IP Requirement: Medical University of South Carolina IP

Experience Requirement:

– Mechanical Design

– Rapid Prototyping

Lung transplantation is the only durable treatment for end stage lung disease.  Unfortunately, two major issues continue to vex the transplant community – 1) the number of waitlist recipients far outpaces the number of suitable donor offers, leading to significant waitlist mortality, and 2) primary graft dysfunction, which leads increased 90-day and 1-year mortality, and is significant cause of chronic lung allograft dysfunction.  

A recent change to the donor allocation system has resulted in transplant centers traveling farther for donors, with resultant increases in ischemia time.  Traditionally, two options exist for lung recovery – cold static storage after perfusion with a low-potassium, dextran-based preservation solution, or normothermic ex-vivo lung perfusion (EVLP).  The former affords the benefit of low cost and simplicity while the latter may increase the donor pool by allowing perfusion with diuretics and/or antibiotics potentially allowing for use or marginal donors.   Unfortunately, specialized training is required, and the durable goods required for EVLP are expensive.  Additional solutions to donor recovery are needed.

COMPLETE THE FOLLOWING:
a - In the lung transplantation passage, what two options traditionally exist for lung recovery?
b - Summarize the lung transplantation passage in two sentences.
c - Reproduce the lung transplantation passage word for word, starting at "A recent change" and ending at "recovery are needed.".

MATERIAL SHOWN:
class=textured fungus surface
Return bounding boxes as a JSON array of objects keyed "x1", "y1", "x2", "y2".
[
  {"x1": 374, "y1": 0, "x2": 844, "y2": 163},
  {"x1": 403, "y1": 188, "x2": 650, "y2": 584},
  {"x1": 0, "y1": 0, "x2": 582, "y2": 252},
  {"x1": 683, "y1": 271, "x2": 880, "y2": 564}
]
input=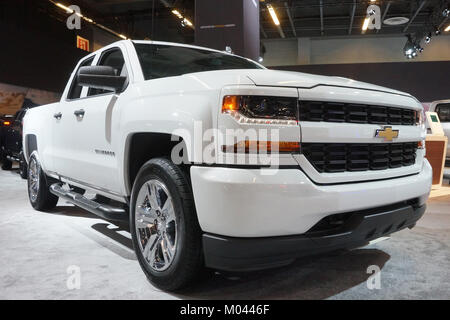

ANSWERS PER TASK:
a - Cold static storage after perfusion with a low-potassium, dextran-based preservation solution, or normothermic ex-vivo lung perfusion (EVLP).

b - Lung transplantation is the only durable treatment for end stage lung disease, but donor shortages and primary graft dysfunction remain major problems. A change to donor allocation has increased travel and ischemia time, and because the existing recovery options each have drawbacks, additional solutions to donor recovery are needed.

c -
A recent change to the donor allocation system has resulted in transplant centers traveling farther for donors, with resultant increases in ischemia time.  Traditionally, two options exist for lung recovery – cold static storage after perfusion with a low-potassium, dextran-based preservation solution, or normothermic ex-vivo lung perfusion (EVLP).  The former affords the benefit of low cost and simplicity while the latter may increase the donor pool by allowing perfusion with diuretics and/or antibiotics potentially allowing for use or marginal donors.   Unfortunately, specialized training is required, and the durable goods required for EVLP are expensive.  Additional solutions to donor recovery are needed.